GOAL: List each line from the start of the items through the line containing "153 133 173 155" as a numbered list, with both of those lines included. Leave out blank lines and the pictures.

---------- SUPPLIED RECORDS ----------

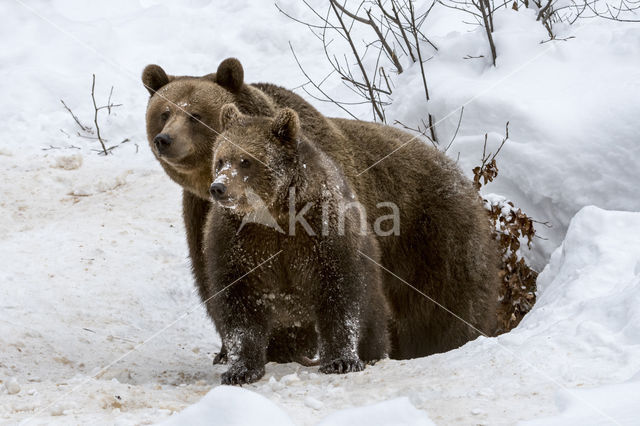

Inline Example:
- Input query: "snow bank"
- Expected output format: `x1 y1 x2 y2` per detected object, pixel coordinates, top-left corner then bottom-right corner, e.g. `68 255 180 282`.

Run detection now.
318 397 435 426
162 386 293 426
520 377 640 426
388 7 640 270
0 0 640 425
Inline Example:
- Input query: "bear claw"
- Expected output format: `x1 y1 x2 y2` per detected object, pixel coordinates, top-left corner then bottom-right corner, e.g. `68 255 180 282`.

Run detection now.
220 366 264 385
320 358 364 374
213 349 229 365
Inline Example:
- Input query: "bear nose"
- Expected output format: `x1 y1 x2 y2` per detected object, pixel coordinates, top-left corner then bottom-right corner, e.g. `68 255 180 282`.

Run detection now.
153 133 172 154
209 182 227 200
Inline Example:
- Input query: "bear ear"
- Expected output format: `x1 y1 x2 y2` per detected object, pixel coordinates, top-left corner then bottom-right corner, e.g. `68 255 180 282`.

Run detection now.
220 104 243 131
215 58 244 93
271 108 300 142
142 64 174 96
202 72 218 83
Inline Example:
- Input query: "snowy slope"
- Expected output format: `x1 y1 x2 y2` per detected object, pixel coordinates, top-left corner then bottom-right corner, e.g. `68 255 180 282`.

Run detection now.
0 0 640 424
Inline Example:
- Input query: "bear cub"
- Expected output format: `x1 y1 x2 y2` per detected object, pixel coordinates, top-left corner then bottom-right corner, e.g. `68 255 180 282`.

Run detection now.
204 104 389 384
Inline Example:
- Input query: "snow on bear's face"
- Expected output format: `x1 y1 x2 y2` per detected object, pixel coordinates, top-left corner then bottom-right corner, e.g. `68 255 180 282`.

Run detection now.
210 104 299 215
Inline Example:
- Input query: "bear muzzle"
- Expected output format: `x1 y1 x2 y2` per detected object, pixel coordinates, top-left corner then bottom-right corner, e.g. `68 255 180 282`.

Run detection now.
153 133 173 155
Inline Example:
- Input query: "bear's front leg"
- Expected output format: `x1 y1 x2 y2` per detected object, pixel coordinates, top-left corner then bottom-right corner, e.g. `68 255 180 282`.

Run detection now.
211 278 269 385
316 243 365 374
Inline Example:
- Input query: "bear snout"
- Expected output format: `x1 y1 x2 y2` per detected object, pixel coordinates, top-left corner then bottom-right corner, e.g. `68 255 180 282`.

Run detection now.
153 133 173 154
209 182 227 200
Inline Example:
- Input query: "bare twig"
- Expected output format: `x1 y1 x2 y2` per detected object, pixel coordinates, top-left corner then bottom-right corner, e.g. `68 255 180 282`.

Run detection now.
60 99 93 133
444 106 464 152
91 74 109 155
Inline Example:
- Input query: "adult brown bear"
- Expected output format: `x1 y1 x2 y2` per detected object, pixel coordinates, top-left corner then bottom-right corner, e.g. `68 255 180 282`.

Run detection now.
142 59 499 360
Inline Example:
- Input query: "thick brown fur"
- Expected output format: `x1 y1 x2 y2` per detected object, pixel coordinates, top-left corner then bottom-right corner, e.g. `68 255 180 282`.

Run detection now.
143 56 500 359
205 104 389 384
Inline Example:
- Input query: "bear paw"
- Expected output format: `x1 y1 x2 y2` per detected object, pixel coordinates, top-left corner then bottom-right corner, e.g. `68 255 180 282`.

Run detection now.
320 358 364 374
221 365 264 385
213 347 229 365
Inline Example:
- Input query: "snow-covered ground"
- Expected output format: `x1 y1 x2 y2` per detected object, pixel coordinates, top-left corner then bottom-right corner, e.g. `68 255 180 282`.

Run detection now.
0 0 640 425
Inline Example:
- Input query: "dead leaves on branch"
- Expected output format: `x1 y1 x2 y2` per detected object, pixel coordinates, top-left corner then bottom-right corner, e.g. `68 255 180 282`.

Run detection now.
473 123 538 334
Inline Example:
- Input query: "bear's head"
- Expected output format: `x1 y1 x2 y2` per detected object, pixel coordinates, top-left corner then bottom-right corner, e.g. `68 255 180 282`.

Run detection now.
142 58 273 198
210 104 300 215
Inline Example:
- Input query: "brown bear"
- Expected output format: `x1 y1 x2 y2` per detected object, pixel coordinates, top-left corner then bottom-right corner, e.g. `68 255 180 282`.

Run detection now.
205 104 388 384
143 59 500 359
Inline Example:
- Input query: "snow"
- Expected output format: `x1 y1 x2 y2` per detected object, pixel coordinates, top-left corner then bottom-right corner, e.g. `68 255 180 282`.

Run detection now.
162 386 294 426
0 0 640 425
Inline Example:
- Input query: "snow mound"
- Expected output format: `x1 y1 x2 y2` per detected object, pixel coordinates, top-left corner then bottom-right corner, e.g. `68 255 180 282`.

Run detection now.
520 377 640 426
509 206 640 368
162 386 293 426
318 397 435 426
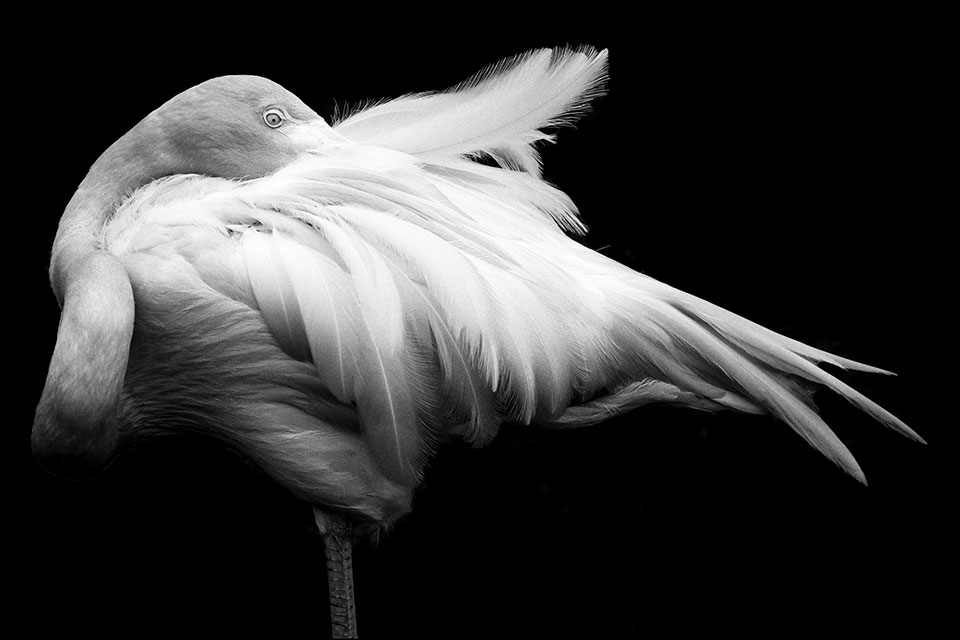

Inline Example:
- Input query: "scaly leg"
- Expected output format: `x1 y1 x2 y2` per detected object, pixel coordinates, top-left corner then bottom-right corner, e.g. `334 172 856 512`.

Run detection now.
313 507 357 638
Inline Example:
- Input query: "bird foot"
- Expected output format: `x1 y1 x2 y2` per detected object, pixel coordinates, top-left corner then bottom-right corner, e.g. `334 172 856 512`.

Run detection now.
313 509 357 638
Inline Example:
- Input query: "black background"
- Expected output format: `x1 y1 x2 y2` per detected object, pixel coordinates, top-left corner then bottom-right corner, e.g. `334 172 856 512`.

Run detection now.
13 11 957 638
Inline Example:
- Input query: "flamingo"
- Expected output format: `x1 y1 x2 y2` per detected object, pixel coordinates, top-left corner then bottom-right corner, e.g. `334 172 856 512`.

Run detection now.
33 48 922 636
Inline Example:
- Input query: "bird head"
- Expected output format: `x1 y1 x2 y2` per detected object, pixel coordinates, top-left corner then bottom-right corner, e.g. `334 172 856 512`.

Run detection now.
32 76 340 476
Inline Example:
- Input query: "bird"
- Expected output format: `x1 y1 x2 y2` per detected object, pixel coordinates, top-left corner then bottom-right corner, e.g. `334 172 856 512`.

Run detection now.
32 47 923 637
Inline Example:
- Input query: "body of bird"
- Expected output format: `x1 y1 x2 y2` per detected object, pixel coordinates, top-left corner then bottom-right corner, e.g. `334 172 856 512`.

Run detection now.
33 49 919 596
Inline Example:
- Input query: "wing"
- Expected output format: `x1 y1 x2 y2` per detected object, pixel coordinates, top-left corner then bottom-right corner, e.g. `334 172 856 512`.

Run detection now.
108 45 919 486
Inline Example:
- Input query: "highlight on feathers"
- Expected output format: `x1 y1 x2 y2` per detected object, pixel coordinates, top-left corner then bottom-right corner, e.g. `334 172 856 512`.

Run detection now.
334 47 607 176
63 48 922 500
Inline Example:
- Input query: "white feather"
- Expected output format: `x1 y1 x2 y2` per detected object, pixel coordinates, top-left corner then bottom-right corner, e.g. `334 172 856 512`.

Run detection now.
103 49 919 486
334 48 607 175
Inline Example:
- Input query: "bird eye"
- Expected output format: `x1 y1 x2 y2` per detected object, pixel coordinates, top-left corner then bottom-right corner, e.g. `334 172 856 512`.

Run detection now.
263 108 287 129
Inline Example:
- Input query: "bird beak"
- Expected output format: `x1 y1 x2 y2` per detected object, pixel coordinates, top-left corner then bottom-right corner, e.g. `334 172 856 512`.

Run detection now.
285 116 346 153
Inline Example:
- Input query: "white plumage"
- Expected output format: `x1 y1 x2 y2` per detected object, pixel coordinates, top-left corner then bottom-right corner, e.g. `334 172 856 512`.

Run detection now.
35 49 920 522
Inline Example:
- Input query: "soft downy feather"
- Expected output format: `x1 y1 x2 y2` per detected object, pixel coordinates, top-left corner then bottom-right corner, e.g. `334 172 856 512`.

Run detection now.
105 49 920 485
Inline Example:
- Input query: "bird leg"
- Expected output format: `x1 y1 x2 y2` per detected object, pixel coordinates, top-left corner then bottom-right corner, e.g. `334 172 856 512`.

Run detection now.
313 508 357 638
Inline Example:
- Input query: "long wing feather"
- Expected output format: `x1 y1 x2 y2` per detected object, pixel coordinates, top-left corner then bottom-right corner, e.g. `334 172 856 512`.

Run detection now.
111 49 920 485
335 48 607 175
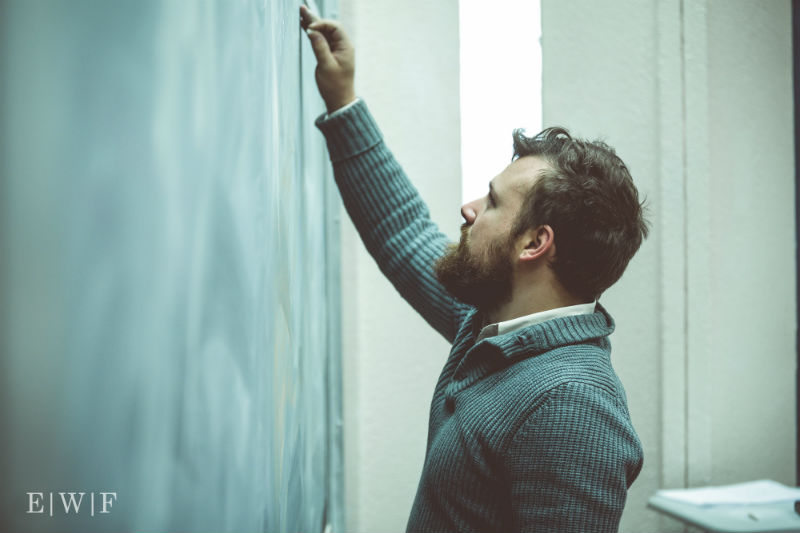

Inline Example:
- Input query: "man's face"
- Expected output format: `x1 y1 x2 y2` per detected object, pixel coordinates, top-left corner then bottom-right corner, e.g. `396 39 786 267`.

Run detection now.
435 156 546 311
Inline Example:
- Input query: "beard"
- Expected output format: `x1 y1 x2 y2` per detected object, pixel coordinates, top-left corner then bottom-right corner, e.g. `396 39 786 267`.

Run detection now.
434 224 513 312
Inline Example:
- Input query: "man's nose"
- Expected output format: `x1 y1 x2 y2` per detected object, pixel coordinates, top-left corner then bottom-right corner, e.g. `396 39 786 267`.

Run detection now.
461 202 478 224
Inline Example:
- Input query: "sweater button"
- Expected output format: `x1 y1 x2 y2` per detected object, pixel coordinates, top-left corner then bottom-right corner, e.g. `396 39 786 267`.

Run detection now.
444 395 456 413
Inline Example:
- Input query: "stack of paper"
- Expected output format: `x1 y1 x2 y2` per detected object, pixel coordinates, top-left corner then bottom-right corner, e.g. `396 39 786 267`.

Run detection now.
656 479 800 506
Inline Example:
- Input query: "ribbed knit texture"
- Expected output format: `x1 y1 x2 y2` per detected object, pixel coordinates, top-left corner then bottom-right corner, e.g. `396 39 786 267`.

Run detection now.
317 101 642 532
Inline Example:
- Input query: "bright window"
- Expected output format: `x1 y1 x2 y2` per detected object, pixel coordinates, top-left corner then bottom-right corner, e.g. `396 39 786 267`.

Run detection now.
459 0 542 202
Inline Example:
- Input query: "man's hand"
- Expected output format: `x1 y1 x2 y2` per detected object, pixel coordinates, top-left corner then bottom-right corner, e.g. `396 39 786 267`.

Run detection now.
300 6 356 113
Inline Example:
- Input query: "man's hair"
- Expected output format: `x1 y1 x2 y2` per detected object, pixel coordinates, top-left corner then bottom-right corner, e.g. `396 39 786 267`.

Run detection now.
512 127 648 301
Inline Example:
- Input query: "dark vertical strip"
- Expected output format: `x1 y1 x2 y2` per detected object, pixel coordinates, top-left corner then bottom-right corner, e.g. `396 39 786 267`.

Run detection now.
792 0 800 485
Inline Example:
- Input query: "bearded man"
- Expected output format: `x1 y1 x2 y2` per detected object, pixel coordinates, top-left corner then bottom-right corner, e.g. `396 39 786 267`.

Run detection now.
301 8 647 532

----------

CORRECT OUTPUT:
1. Inline Example:
2. - Input query: "snow bank"
3. - Expected output format: `x1 y1 x2 y2` per detected object, pixel coordinates, top-left corner then bottom-right corner, e.g. `68 255 180 282`.
4. Run detection now.
5. 318 397 435 426
6. 162 386 293 426
7. 520 377 640 426
8. 388 7 640 270
9. 0 0 640 425
10. Inline Example:
11. - Input query: "bear claw"
12. - Expected output format: `x1 y1 x2 y2` per detected object, pixel coordinates, top-left corner then bottom-right corner, e.g. `68 255 180 282`.
13. Run detection now.
14. 220 366 264 385
15. 320 358 364 374
16. 213 349 229 365
17. Inline Example:
18. - Input query: "bear nose"
19. - Expected output format: `x1 y1 x2 y2` per detected object, pixel coordinates, top-left corner then bottom-right corner, e.g. `68 255 180 282`.
20. Run detection now.
21. 153 133 172 154
22. 209 182 227 200
23. Inline Example:
24. - Input query: "bear ear"
25. - Expected output format: `x1 y1 x2 y2` per detected object, pixel coordinates, top-left corner then bottom-right corner, e.g. `68 255 180 282`.
26. Run detection now.
27. 220 104 243 131
28. 215 58 244 93
29. 271 108 300 142
30. 142 64 174 96
31. 202 72 218 83
32. Inline Example:
33. - Input query: "snowy slope"
34. - Expected output format: `x1 y1 x2 y2` per detected object, pixel coordinates, top-left corner then bottom-right corner, e.g. `68 255 180 282`.
35. Run detection now.
36. 0 0 640 424
37. Inline Example:
38. - Input query: "bear cub"
39. - Expected output format: `x1 y1 x2 y2` per detected object, pixel coordinates, top-left corner then bottom-right corner, e.g. `68 255 180 282`.
40. Run detection now.
41. 204 104 389 384
42. Inline Example:
43. - Input query: "snow on bear's face"
44. - Expected output format: `x1 y1 x2 y2` per detected object, pixel coordinates, top-left corner then bottom-right corner, e.g. `68 255 180 282`.
45. Run detection now.
46. 210 104 299 215
47. Inline Example:
48. - Input query: "bear muzzle"
49. - Expected output format: `x1 y1 x2 y2` per detected object, pixel coordinates, top-left corner then bottom-right corner, e.g. `68 255 180 282`.
50. Run detection now.
51. 153 133 173 155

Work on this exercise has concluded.